• **Text shown**:

.....

Say you have 4 threads.  then let's divide the whole object list into 4 
big segments and feed those to each thread.

One thread will always finish before the others.  The idea is to find 
the active thread with the largest amount of remaining objects to 
process at that point, and steal half of them and give that to the 
thread that just finished.  Repeat for each thread that completes its 
segment until everything is done.


Nicolas

^ permalink raw reply

* Re: Git and GCC
From: David Miller @ 2007-12-07  3:31 UTC (permalink / raw)
  To: peff; +Cc: nico, jonsmirl, dberlin, harvey.harrison, ismail, gcc, git
In-Reply-To: <20071206173946.GA10845@sigill.intra.peff.net>

From: Jeff King <peff@peff.net>
Date: Thu, 6 Dec 2007 12:39:47 -0500

> I tried the threaded repack with pack.threads = 3 on a dual-processor
> machine, and got:
> 
>   time git repack -a -d -f --window=250 --depth=250
> 
>   real    309m59.849s
>   user    377m43.948s
>   sys     8m23.319s
> 
>   -r--r--r-- 1 peff peff  28570088 2007-12-06 10:11 pack-1fa336f33126d762988ed6fc3f44ecbe0209da3c.idx
>   -r--r--r-- 1 peff peff 339922573 2007-12-06 10:11 pack-1fa336f33126d762988ed6fc3f44ecbe0209da3c.pack
> 
> So it is about 5% bigger. What is really disappointing is that we saved
> only about 20% of the time. I didn't sit around watching the stages, but
> my guess is that we spent a long time in the single threaded "writing
> objects" stage with a thrashing delta cache.

If someone can give me a good way to run this test case I can
have my 64-cpu Niagara-2 box crunch on this and see how fast
it goes and how much larger the resulting pack file is.

^ permalink raw reply

* multi-threaded git-index-pack
From: Jon Smirl @ 2007-12-07  3:32 UTC (permalink / raw)
  To: Git Mailing List

I'm cloning the gcc repo. My clone has been sitting in git-index-pack
for about 10 minutes and it is only using one core. Is this something
could be multi-threaded?

.....

• **Short exercise A**: Repeat the lines of the listing from the one containing "Make sure each instance of the white building" through the last line of the listing, inclusive, leaving the pictures out.

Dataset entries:
.....

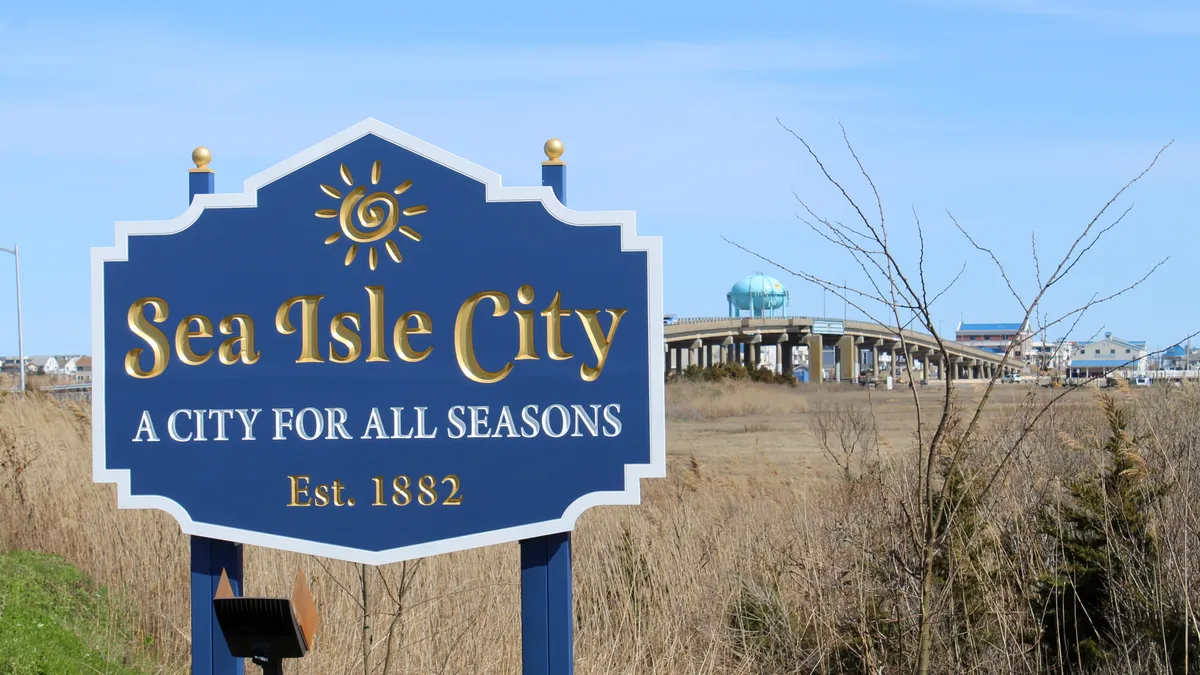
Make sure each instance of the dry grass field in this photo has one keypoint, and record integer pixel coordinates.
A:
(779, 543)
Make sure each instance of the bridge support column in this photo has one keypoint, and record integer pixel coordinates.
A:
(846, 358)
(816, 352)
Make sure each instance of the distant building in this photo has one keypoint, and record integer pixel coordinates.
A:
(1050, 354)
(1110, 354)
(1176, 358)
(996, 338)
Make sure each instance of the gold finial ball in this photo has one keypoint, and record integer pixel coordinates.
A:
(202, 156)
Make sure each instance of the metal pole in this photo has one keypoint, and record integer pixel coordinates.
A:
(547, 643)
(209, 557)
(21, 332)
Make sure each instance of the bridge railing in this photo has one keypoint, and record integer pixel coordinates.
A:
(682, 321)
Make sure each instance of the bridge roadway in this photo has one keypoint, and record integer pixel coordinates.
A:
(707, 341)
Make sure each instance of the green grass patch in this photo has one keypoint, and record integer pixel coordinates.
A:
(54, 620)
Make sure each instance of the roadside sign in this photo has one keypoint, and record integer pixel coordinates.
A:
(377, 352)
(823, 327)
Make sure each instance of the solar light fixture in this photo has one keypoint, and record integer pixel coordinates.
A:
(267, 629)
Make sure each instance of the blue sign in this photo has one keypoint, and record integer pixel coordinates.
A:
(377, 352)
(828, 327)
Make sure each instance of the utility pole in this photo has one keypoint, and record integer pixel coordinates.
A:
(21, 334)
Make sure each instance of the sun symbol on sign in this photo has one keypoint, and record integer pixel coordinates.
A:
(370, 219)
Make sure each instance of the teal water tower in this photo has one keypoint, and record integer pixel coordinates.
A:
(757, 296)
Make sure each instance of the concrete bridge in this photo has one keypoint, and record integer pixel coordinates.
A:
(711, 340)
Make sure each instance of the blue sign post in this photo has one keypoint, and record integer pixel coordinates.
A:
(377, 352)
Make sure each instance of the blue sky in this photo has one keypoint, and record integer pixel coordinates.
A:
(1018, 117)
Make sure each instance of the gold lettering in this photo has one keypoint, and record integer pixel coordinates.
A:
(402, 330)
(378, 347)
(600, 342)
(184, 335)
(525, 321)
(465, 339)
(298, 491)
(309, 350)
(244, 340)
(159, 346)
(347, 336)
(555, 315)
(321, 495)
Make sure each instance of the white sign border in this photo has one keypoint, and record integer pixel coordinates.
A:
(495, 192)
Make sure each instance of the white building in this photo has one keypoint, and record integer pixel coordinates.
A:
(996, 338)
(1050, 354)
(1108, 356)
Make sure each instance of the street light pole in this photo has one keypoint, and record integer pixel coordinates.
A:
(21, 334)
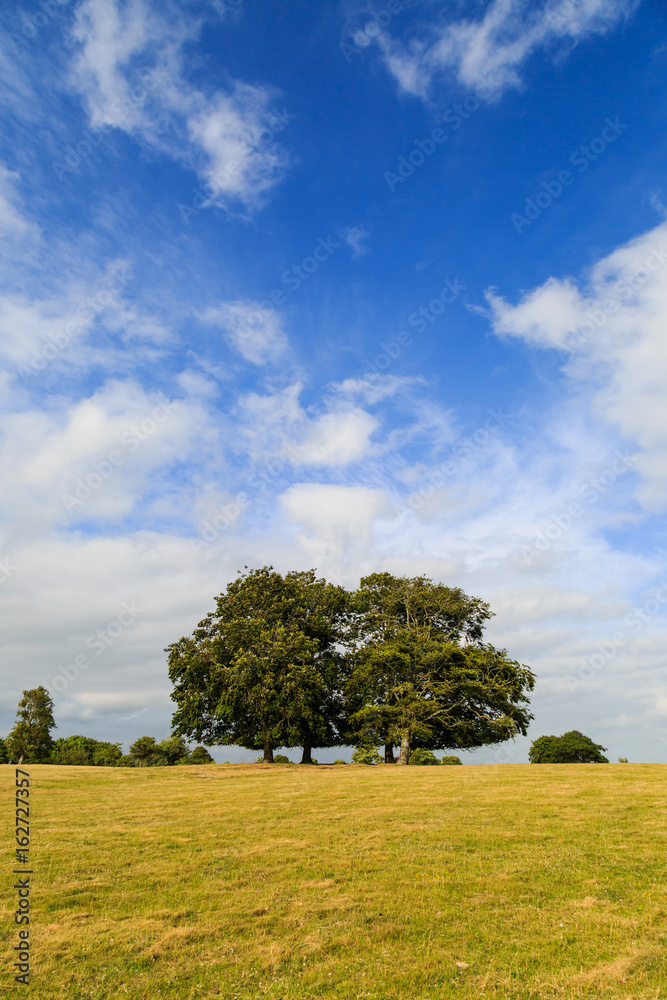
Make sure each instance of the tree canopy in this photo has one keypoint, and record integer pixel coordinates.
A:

.....

• **Short exercise B**: Reproduce the Git and GCC thread between "If someone can" and "pack file is.", inclusive, substituting "UltraSPARC" for "Niagara-2".

• **Task answer A**:
Make sure each instance of the white building in this photo has one keypoint, and record integer pixel coordinates.
A:
(996, 338)
(1050, 354)
(1108, 356)
Make sure each instance of the street light pole in this photo has one keypoint, and record integer pixel coordinates.
A:
(21, 334)
Make sure each instance of the tree canopy in this photo has one keypoint, and record integer pixel coordinates.
A:

• **Task answer B**:
If someone can give me a good way to run this test case I can
have my 64-cpu UltraSPARC box crunch on this and see how fast
it goes and how much larger the resulting pack file is.